▸ Challenge: Could you turn the rows below into a numbered list, one line per number, with blank lines dropped?

--

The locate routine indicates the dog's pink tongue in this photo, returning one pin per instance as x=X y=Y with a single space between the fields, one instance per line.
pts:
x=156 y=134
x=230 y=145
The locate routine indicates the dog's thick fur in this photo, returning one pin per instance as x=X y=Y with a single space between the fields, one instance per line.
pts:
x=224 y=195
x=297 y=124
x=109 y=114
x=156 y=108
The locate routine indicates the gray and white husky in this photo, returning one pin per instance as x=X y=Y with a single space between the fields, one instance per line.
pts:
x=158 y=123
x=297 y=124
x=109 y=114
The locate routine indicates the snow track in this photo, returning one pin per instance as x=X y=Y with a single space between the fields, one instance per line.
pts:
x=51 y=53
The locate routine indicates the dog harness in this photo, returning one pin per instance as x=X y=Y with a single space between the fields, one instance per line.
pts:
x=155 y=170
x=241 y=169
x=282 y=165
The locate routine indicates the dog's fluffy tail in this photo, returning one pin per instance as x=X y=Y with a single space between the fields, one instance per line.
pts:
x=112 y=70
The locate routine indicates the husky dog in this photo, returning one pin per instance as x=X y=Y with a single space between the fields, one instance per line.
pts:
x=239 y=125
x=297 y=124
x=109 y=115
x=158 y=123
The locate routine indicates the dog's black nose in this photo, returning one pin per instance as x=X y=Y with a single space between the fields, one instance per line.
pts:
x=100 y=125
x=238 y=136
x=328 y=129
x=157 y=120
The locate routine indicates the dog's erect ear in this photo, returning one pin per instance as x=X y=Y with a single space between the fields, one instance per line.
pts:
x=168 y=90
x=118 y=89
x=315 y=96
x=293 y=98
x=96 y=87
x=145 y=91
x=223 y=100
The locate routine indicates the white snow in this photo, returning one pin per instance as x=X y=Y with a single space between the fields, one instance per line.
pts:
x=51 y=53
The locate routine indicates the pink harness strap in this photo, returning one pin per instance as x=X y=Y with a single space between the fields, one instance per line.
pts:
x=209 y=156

--

▸ Finished task:
1. The locate routine indicates the dog's pink tongue in this photo, returning one pin per instance as x=X y=Y with a single space between the fields, one instance per line.
2. pts:
3. x=156 y=134
4. x=230 y=145
5. The locate routine indicates the dog's thick fur in this photo, returning one pin per instance as x=X y=Y with a single space between the fields, one instance per line.
6. pts:
7. x=224 y=195
8. x=297 y=124
9. x=109 y=114
10. x=156 y=108
11. The locate routine indicates the gray and white husky in this photo, returning one pin per instance as x=X y=Y with a single space between the fields, one instance per line.
12. pts:
13. x=158 y=123
14. x=297 y=124
15. x=109 y=114
16. The locate routine indicates the snow track in this photo, returning one pin per instance as x=X y=Y with a single space between the fields, one instance per line.
17. pts:
18. x=51 y=53
19. The locate routine indicates the dog harness in this photo, returning one pin per instance as x=X y=Y with a single space between the fields, one instance per line.
20. pts:
21. x=155 y=170
22. x=241 y=169
23. x=282 y=165
24. The locate routine indicates the dog's fluffy tail in this photo, returning one pin per instance as x=X y=Y with a single space between the fields, one instance per line.
25. pts:
26. x=112 y=70
27. The locate routine indicates the husky dog in this photo, returning one pin per instance as x=X y=Y with a single space between the fields, one instance per line.
28. pts:
29. x=239 y=125
30. x=297 y=124
31. x=109 y=115
32. x=158 y=123
33. The locate routine indicates the dog's black nose in this photo, returning one pin per instance as x=X y=Y with a single space between the fields, one instance per line.
34. pts:
35. x=100 y=125
36. x=238 y=136
37. x=328 y=129
38. x=157 y=120
39. The locate routine indicates the dog's erect ear in this photo, returning one pin per instance as x=X y=Y with a single space between the fields, one instance per line.
40. pts:
41. x=168 y=90
42. x=118 y=89
43. x=315 y=96
44. x=293 y=98
45. x=96 y=87
46. x=145 y=91
47. x=223 y=100
48. The locate routine indicates the white snow in this photo, returning one pin per instance as x=X y=Y with a single space between the fields, one instance per line.
49. pts:
50. x=51 y=53
51. The locate routine indicates the pink harness strap in this photo, returning one pin per instance as x=X y=Y with a single space between the fields, one instance per line.
52. pts:
53. x=209 y=156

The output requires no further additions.